**Task directions:** Your task is to copy each line of the material that includes "outline".

**Extracted data:**
——

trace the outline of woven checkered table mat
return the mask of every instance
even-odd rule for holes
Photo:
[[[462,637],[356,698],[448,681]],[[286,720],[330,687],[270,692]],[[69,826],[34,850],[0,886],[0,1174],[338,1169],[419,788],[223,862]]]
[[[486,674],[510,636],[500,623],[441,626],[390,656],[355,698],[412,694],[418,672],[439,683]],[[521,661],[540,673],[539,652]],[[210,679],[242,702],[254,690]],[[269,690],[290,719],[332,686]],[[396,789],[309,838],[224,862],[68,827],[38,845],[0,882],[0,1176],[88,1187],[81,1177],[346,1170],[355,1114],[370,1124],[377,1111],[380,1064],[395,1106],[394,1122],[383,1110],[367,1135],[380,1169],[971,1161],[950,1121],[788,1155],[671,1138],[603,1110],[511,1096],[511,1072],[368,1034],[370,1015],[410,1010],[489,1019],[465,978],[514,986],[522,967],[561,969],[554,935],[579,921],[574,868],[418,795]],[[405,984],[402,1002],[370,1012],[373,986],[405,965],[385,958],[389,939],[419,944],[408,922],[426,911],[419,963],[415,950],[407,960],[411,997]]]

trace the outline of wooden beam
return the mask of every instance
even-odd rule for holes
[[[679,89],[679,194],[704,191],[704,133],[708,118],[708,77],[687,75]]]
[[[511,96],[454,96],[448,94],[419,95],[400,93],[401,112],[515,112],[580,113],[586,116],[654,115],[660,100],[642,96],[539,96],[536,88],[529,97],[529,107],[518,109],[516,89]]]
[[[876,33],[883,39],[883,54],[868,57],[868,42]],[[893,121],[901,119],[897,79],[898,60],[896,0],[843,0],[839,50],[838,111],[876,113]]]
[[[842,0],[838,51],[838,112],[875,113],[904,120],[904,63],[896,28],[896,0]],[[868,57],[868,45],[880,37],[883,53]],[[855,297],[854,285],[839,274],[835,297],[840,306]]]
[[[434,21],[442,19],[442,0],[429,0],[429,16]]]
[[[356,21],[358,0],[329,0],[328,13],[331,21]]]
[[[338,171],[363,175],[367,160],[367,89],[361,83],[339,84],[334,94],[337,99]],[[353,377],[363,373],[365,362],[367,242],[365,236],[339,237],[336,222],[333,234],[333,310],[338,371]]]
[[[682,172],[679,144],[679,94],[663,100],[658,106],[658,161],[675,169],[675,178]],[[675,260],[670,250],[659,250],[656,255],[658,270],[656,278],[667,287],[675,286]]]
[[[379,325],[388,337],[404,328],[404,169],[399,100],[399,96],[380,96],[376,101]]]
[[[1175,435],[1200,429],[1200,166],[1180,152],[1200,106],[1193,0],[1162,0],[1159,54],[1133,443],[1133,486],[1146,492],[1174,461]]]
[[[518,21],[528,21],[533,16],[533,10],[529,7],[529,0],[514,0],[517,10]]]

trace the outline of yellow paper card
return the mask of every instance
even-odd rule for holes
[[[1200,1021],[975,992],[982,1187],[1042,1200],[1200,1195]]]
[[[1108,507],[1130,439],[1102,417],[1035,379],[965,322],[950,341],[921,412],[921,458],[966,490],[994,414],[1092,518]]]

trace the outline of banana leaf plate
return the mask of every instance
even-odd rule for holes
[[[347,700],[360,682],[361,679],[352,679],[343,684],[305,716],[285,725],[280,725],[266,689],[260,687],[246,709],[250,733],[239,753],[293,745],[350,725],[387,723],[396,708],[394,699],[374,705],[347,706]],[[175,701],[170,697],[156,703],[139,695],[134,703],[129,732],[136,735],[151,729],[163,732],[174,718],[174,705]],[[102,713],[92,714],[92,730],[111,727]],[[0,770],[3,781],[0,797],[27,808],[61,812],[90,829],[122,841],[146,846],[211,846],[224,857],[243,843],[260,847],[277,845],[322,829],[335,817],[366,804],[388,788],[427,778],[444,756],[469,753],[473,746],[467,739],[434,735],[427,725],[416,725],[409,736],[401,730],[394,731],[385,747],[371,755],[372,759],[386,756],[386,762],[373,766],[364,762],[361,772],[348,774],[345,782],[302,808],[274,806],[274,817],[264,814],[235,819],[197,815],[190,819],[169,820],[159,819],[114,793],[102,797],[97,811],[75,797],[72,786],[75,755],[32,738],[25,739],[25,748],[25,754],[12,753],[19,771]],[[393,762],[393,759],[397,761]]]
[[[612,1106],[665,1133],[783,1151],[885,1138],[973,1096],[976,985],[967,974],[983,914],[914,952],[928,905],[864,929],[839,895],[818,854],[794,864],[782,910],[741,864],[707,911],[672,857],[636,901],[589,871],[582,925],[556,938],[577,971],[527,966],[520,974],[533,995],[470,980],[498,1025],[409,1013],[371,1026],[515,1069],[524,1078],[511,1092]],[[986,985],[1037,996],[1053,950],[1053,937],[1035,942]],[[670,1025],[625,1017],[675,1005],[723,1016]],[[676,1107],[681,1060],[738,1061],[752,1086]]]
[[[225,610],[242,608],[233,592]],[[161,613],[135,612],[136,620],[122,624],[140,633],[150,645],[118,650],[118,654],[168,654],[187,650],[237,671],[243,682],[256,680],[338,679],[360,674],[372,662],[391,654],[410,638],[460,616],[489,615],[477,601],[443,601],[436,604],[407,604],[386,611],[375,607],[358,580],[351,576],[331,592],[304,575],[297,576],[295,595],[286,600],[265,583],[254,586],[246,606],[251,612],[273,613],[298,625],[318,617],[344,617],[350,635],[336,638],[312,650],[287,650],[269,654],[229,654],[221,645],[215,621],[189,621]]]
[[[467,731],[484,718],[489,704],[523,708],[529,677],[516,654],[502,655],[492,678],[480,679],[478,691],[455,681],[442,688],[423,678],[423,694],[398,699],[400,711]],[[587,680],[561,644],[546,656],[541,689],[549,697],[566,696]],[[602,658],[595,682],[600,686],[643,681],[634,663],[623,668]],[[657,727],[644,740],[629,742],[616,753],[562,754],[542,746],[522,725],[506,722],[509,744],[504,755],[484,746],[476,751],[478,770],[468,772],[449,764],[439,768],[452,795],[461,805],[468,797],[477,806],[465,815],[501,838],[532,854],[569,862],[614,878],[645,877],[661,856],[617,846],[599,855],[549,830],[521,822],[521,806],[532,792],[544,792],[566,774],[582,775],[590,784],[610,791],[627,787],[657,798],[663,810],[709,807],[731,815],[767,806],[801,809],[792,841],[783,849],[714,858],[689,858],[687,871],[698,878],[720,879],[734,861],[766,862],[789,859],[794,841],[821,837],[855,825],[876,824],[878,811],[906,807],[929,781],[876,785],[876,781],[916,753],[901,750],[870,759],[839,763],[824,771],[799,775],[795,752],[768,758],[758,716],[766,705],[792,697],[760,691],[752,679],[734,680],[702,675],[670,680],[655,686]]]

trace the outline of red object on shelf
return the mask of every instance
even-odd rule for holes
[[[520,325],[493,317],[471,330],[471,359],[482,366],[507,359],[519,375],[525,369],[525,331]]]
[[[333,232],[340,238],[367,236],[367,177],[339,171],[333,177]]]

——

**Answer section:**
trace the outline of woven checkered table mat
trace the outline of wooden beam
trace the outline of yellow paper card
trace the outline of banana leaf plate
trace the outline of red object on shelf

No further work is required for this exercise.